Source records
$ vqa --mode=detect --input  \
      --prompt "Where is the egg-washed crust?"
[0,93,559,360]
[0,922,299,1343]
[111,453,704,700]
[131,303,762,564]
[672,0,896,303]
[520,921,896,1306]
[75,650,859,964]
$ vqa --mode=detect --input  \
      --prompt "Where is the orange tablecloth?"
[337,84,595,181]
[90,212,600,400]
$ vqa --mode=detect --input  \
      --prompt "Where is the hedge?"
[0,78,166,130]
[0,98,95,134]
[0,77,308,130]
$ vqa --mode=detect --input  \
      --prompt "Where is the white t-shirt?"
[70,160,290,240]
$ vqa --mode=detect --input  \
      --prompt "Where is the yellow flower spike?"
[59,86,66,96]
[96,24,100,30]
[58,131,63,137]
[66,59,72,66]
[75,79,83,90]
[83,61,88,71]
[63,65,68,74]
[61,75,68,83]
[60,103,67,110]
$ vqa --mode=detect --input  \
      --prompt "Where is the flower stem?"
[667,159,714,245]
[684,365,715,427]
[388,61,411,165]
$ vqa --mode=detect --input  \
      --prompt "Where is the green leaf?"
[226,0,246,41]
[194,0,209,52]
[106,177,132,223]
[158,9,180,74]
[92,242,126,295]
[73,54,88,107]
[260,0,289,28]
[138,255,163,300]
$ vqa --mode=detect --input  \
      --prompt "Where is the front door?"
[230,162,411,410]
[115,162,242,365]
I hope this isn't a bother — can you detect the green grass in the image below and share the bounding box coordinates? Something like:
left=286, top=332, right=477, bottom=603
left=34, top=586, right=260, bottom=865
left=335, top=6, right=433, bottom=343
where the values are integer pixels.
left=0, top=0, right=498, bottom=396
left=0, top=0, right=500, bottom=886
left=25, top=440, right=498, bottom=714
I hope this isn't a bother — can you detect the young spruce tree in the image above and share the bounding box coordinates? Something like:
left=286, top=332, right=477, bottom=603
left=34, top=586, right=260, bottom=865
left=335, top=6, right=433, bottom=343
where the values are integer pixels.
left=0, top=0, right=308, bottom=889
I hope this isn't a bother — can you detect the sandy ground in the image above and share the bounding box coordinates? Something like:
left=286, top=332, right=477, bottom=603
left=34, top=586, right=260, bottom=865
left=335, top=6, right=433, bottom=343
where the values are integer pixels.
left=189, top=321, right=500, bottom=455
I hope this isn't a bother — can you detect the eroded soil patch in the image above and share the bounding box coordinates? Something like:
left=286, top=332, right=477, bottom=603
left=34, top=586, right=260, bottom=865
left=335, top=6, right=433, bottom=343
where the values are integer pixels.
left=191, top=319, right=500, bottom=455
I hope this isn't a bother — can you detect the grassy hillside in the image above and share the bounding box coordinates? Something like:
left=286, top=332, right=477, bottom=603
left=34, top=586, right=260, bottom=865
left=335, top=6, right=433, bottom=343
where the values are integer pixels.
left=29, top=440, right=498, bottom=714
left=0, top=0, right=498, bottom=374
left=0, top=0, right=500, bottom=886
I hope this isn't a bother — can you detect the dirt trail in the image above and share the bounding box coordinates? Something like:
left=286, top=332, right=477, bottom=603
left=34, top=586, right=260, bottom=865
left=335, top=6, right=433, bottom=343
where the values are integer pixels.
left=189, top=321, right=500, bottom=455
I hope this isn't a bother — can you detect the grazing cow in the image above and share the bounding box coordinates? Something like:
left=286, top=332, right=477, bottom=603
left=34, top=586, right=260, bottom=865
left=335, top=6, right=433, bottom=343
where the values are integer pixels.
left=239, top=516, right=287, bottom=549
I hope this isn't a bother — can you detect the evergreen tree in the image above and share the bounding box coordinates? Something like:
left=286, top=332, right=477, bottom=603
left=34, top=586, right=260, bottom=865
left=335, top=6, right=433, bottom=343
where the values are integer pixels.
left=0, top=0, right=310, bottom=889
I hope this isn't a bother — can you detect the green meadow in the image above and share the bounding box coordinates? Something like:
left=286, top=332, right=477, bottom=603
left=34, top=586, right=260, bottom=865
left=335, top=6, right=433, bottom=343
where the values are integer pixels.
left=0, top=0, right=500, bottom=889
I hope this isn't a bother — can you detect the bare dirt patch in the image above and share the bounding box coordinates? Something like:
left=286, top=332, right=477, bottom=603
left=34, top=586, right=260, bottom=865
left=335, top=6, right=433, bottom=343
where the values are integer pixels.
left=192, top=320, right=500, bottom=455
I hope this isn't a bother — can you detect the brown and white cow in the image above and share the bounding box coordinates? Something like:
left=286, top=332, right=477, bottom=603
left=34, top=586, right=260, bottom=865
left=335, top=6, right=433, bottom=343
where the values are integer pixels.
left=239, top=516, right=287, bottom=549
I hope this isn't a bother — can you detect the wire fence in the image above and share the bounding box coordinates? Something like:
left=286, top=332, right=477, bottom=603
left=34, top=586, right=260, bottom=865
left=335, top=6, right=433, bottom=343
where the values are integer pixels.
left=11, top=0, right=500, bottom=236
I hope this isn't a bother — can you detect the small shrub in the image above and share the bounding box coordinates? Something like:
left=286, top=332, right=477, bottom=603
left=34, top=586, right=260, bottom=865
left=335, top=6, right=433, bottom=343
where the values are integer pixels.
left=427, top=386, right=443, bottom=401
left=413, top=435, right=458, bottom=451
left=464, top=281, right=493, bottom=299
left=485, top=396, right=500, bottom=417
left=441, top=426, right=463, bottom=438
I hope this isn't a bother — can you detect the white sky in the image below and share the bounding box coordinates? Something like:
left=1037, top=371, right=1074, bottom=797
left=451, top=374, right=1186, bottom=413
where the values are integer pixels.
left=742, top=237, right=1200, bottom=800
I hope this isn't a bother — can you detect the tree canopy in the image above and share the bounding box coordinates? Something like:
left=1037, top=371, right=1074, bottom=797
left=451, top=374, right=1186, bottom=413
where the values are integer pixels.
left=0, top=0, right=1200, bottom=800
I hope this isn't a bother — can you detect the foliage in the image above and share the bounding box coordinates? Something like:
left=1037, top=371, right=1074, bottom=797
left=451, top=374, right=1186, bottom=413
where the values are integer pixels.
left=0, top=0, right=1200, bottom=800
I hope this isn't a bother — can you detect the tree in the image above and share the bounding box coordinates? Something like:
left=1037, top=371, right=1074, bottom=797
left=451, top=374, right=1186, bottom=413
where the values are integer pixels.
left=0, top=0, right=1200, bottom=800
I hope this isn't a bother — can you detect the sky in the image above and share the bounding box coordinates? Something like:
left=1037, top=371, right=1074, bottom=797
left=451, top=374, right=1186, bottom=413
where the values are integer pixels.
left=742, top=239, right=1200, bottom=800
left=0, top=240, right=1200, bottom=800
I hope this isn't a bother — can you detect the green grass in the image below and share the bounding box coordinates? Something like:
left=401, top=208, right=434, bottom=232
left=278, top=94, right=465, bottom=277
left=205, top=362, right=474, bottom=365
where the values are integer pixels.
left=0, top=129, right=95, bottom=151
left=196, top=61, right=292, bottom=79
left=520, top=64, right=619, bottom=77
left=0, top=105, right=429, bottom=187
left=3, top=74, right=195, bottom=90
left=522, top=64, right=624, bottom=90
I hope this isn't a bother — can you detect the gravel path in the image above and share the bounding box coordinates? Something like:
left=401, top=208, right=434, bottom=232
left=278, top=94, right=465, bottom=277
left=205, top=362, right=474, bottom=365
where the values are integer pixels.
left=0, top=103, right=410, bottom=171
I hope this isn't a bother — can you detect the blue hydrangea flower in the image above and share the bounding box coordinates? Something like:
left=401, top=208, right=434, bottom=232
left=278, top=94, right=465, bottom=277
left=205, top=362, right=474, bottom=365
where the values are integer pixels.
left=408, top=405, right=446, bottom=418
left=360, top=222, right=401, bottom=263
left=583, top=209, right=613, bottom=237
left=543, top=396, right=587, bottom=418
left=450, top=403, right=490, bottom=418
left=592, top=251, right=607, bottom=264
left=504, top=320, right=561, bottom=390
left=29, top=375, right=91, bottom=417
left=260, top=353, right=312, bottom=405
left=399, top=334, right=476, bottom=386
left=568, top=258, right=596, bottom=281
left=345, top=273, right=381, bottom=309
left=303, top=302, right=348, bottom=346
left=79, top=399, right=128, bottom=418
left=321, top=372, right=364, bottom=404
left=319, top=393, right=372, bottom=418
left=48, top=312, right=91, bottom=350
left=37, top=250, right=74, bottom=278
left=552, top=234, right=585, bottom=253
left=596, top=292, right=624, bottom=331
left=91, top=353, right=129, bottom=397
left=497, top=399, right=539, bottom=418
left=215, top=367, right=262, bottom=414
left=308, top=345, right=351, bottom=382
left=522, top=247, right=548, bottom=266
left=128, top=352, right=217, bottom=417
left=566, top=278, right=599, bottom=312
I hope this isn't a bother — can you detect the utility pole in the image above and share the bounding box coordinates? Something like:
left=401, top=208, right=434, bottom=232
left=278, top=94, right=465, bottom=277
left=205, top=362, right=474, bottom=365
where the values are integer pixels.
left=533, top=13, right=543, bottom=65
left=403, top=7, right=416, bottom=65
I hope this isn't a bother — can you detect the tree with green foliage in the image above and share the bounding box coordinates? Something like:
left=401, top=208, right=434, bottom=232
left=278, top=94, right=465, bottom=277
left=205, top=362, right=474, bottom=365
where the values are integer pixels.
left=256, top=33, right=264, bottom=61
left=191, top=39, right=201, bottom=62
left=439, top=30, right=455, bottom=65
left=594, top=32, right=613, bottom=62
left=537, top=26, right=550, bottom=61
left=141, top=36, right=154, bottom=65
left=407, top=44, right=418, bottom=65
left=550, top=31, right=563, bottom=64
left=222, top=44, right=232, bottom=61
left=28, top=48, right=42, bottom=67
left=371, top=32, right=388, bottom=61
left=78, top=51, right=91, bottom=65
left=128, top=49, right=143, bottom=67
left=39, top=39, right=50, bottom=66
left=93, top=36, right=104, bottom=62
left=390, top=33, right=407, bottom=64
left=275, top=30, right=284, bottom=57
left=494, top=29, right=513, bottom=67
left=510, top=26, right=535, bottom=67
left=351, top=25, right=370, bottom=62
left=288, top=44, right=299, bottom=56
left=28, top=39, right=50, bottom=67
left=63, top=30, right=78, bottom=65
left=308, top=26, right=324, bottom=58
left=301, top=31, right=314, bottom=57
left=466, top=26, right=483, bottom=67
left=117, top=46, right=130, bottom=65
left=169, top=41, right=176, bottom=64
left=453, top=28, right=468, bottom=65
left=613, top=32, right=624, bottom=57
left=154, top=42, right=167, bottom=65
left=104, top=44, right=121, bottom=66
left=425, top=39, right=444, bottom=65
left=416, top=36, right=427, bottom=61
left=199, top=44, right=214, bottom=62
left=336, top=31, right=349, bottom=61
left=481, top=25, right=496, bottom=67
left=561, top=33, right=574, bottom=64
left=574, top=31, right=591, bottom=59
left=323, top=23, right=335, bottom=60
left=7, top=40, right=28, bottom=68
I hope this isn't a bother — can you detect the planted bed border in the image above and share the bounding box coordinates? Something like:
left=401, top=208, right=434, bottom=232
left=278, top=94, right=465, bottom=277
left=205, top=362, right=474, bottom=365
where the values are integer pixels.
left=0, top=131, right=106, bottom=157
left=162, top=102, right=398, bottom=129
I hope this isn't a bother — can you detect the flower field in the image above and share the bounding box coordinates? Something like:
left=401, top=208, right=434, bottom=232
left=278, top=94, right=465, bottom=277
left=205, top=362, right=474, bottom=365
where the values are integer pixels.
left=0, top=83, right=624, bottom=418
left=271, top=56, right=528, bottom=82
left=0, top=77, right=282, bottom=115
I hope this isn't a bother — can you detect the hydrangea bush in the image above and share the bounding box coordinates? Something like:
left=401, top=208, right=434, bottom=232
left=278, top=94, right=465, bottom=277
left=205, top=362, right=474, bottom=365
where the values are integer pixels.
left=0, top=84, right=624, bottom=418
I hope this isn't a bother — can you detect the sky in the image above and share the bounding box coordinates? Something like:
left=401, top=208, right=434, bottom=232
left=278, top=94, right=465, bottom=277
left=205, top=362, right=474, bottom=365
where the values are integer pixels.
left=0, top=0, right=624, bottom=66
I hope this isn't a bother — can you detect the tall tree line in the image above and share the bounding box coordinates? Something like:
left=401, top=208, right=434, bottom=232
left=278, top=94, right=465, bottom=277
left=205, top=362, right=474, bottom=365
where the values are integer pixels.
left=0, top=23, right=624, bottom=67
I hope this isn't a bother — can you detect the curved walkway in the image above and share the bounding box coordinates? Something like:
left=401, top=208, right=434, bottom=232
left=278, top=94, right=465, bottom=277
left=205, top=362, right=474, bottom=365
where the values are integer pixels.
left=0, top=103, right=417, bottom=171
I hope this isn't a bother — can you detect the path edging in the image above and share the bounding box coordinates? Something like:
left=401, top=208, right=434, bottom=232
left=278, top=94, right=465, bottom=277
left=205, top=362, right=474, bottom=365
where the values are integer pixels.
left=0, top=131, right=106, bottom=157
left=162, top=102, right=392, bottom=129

PROBLEM DESCRIPTION: How many lines in the entries above contain the word "flower"? Match case exactly and reply with only the number.

CORRECT ANSWER: 4